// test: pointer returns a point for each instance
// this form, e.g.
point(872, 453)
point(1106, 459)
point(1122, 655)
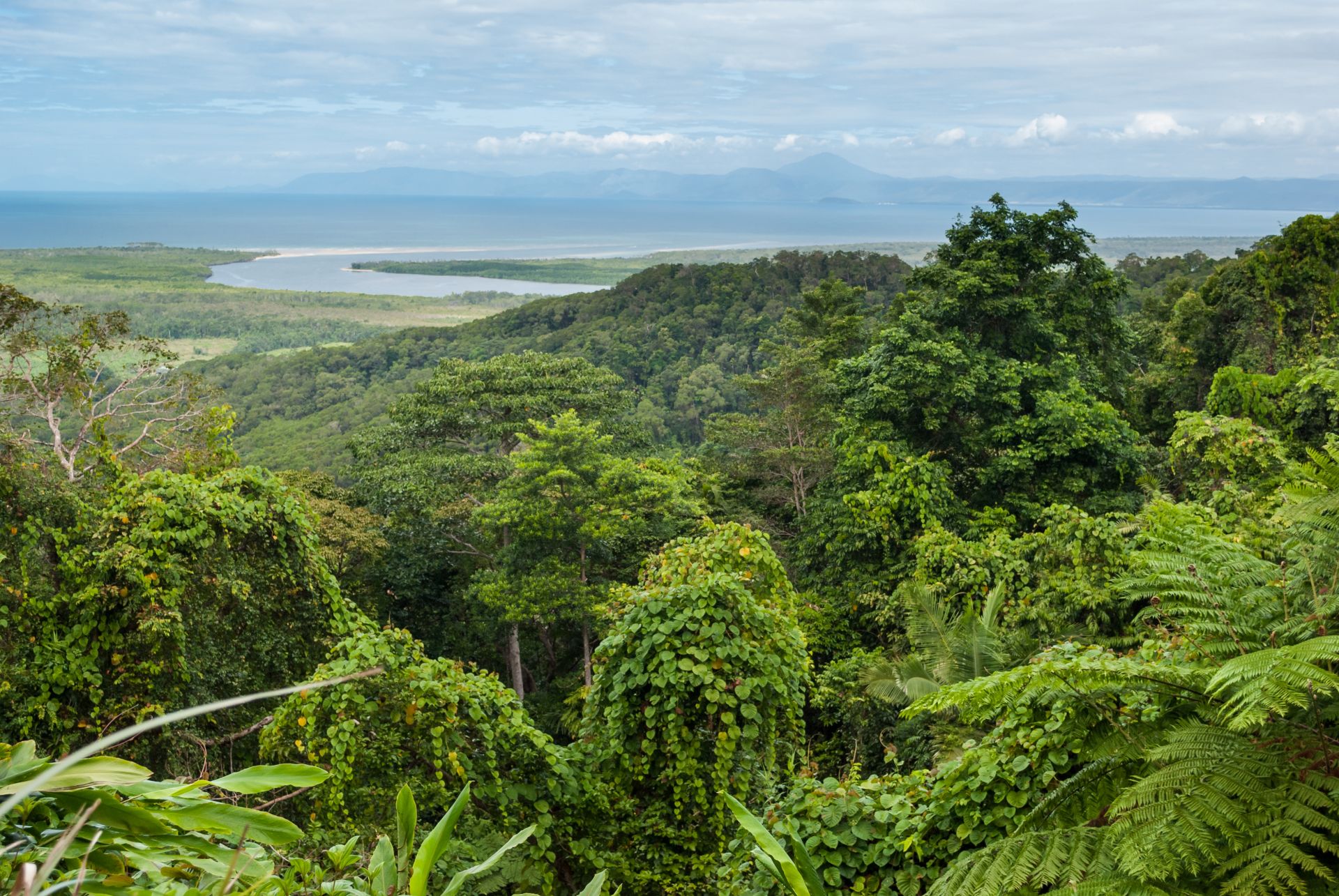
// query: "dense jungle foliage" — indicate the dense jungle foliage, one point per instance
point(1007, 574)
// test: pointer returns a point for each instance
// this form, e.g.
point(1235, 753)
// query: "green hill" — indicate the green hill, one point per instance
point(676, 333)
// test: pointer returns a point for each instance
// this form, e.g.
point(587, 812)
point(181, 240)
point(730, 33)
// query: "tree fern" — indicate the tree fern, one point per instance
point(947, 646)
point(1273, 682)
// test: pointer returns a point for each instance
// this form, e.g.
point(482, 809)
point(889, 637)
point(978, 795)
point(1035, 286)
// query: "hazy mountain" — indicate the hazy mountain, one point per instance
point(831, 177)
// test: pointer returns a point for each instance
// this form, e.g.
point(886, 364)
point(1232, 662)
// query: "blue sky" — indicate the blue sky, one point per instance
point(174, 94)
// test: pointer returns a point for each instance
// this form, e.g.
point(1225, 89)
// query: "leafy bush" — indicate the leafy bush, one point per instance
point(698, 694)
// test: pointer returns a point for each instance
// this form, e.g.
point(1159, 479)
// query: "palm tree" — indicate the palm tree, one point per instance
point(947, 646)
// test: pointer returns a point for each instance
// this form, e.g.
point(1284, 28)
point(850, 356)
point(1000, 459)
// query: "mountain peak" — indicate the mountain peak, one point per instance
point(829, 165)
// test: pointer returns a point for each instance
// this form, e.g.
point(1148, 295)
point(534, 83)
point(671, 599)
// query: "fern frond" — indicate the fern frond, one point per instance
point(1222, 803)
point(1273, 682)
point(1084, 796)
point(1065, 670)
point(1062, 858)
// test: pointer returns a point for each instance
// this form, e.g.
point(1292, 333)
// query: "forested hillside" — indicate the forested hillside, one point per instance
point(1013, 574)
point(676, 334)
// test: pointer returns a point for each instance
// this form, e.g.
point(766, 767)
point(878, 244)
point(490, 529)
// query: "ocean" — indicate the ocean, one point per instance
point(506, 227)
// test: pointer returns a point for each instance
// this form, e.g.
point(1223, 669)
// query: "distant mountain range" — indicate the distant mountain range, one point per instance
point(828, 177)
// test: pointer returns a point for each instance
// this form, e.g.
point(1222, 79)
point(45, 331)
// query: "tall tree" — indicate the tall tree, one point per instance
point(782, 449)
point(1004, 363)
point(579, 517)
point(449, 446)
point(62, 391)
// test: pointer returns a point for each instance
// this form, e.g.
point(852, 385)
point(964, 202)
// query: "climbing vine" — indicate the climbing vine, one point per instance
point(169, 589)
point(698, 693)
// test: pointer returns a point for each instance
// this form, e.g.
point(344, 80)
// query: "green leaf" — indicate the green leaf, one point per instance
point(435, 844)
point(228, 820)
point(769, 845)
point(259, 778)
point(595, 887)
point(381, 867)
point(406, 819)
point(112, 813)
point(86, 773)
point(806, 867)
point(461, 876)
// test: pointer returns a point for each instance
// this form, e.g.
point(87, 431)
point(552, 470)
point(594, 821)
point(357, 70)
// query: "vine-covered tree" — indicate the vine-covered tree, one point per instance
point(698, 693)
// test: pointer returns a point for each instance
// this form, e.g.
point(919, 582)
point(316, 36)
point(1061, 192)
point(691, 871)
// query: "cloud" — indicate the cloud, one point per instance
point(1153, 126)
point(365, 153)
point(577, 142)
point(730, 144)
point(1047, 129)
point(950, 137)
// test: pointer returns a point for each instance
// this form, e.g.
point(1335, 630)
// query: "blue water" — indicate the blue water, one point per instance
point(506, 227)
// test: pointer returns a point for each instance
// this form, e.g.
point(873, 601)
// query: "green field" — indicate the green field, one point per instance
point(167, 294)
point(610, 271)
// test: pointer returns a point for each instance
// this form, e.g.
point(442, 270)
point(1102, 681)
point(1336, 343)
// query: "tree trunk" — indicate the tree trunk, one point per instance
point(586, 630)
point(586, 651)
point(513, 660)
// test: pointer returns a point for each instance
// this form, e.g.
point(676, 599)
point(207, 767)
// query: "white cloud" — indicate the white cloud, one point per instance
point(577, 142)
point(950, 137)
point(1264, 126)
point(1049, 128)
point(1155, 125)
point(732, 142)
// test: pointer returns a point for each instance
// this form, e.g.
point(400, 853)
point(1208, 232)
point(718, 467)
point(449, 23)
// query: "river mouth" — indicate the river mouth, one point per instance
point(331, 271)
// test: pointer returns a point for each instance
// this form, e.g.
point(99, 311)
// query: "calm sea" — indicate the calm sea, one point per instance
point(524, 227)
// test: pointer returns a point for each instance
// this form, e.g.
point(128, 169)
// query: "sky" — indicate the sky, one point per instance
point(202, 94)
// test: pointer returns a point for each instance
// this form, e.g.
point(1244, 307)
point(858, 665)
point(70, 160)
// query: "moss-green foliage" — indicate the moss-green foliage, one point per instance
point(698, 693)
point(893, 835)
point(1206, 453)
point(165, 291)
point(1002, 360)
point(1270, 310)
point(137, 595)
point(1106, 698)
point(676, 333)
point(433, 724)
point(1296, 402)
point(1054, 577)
========================
## WHAT YOU WILL DO:
Drop the images and repeat the data exactly.

## TASK SOLUTION:
// test: pointer returns a point for each instance
// this form, e.g.
point(872, 453)
point(1106, 459)
point(1122, 655)
// query: "dense jungle foliage" — indicate the dense jungle foliage, one point per instance
point(1007, 574)
// test: pointer returns a point for each instance
// this form, e.g.
point(1235, 753)
// query: "green hill" — indicate the green hill, one point per instance
point(676, 333)
// test: pointer returns a point for each instance
// this form, e.g.
point(587, 812)
point(181, 240)
point(730, 33)
// query: "tree fern" — indicate the tree fern, one point per instance
point(947, 646)
point(1273, 682)
// test: pointer returns a point for each instance
// this form, e.g.
point(482, 809)
point(889, 637)
point(978, 795)
point(1035, 286)
// query: "hazy mountain" — indicate the hazy mountain, one point per instance
point(831, 177)
// test: pointer returns a point for each instance
// this form, e.g.
point(886, 364)
point(1232, 662)
// query: "blue sky" — indicate the blue sky, one point per instance
point(174, 94)
// test: pointer returns a point for each instance
// this form, e.g.
point(1225, 89)
// query: "leafy bush" — indicate the leafy bush, one point per instance
point(698, 694)
// test: pointer returns a point for each instance
// this form, e.g.
point(1159, 479)
// query: "palm tree" — indicate the palm tree, one point per instance
point(947, 646)
// test: pointer returns a point for each instance
// this form, e.g.
point(1284, 28)
point(850, 356)
point(1000, 459)
// query: "mountain peak" — indicate the mountain peak, one point per instance
point(829, 165)
// test: pointer returns a point for each instance
// this form, e.g.
point(1148, 295)
point(534, 83)
point(671, 599)
// query: "fern frond" — indicate the fern frond, one point per instance
point(1222, 803)
point(1273, 682)
point(1084, 796)
point(1065, 670)
point(1062, 858)
// test: pointer returns a point for each instance
// this form, e.g.
point(1292, 333)
// query: "forested hillside" — indicate the forested hillside, one point per instance
point(1013, 574)
point(676, 334)
// test: pointer returns a point for each instance
// this form, e.g.
point(766, 767)
point(878, 244)
point(490, 529)
// query: "ocean" — indicate the ocean, one point per instance
point(506, 227)
// test: pointer returns a point for each instance
// this form, e.g.
point(1223, 669)
// query: "distant mountain range" — indicate the distant mountain range, one point per instance
point(828, 177)
// test: pointer returns a point for each instance
// this form, e.g.
point(1222, 79)
point(45, 331)
// query: "tall tree" — indicate the tall tree, one point per instance
point(782, 449)
point(1004, 363)
point(579, 517)
point(449, 446)
point(62, 391)
// test: pointer returns a point for each instance
// this form, e.g.
point(852, 385)
point(964, 202)
// query: "climbing vine" — indicate the climbing vine, one point per instance
point(169, 589)
point(698, 693)
// test: pointer returns a point for each instance
// this form, e.g.
point(344, 80)
// query: "green leaf" — indicate the green leaf, one point per instance
point(435, 844)
point(228, 820)
point(769, 845)
point(259, 778)
point(595, 887)
point(381, 867)
point(406, 819)
point(112, 813)
point(86, 773)
point(806, 867)
point(461, 876)
// test: pointer returns a point for each instance
// this form, e.g.
point(87, 431)
point(552, 470)
point(594, 821)
point(357, 70)
// query: "vine-covered tree" — indicate the vine-covered tree, one point per instance
point(698, 693)
// test: pointer returns a point for each instance
// this form, e.g.
point(919, 582)
point(316, 36)
point(1061, 192)
point(691, 871)
// query: "cloud" — indicate the cloud, one point per instance
point(1153, 126)
point(365, 153)
point(577, 142)
point(730, 144)
point(1047, 129)
point(950, 137)
// test: pointer returns a point for each instance
// this form, e.g.
point(1335, 630)
// query: "blue water" — indicate the blue water, one point per instance
point(506, 227)
// test: pointer returns a point for each instance
// this form, e.g.
point(873, 601)
// query: "green field" — indicate the green field, one point per instance
point(167, 294)
point(610, 271)
// test: pointer returns a point for each instance
// this form, e.g.
point(442, 270)
point(1102, 681)
point(1336, 343)
// query: "tree trunk" — indicate the tree trunk, one point per instance
point(586, 630)
point(586, 651)
point(513, 660)
// test: pointer returns a point for each instance
// this form, e.g.
point(676, 599)
point(207, 767)
// query: "white cloud" — indicate the white cloud, one point per instance
point(577, 142)
point(950, 137)
point(1264, 126)
point(1049, 128)
point(1155, 125)
point(732, 142)
// test: pointer returns a point for each instance
// this form, e.g.
point(400, 853)
point(1208, 232)
point(718, 467)
point(449, 23)
// query: "river mouth" — indicate the river mouth, one point per instance
point(331, 271)
// test: pointer returns a point for each instance
// this form, e.g.
point(99, 311)
// query: "calm sea" — indicate the calm sea, one point per instance
point(524, 227)
// test: pointer returns a point for each instance
// this form, e.g.
point(128, 169)
// query: "sky" — indicate the sky, one point per instance
point(202, 94)
// test: pointer returns a point for each instance
// this form, e.g.
point(1244, 307)
point(858, 665)
point(70, 160)
// query: "moss-green foliage" — indicate the moss-green foliage, one point per instance
point(698, 693)
point(893, 835)
point(1206, 453)
point(165, 291)
point(1002, 360)
point(1270, 310)
point(137, 595)
point(1106, 698)
point(676, 333)
point(433, 724)
point(1296, 402)
point(1054, 577)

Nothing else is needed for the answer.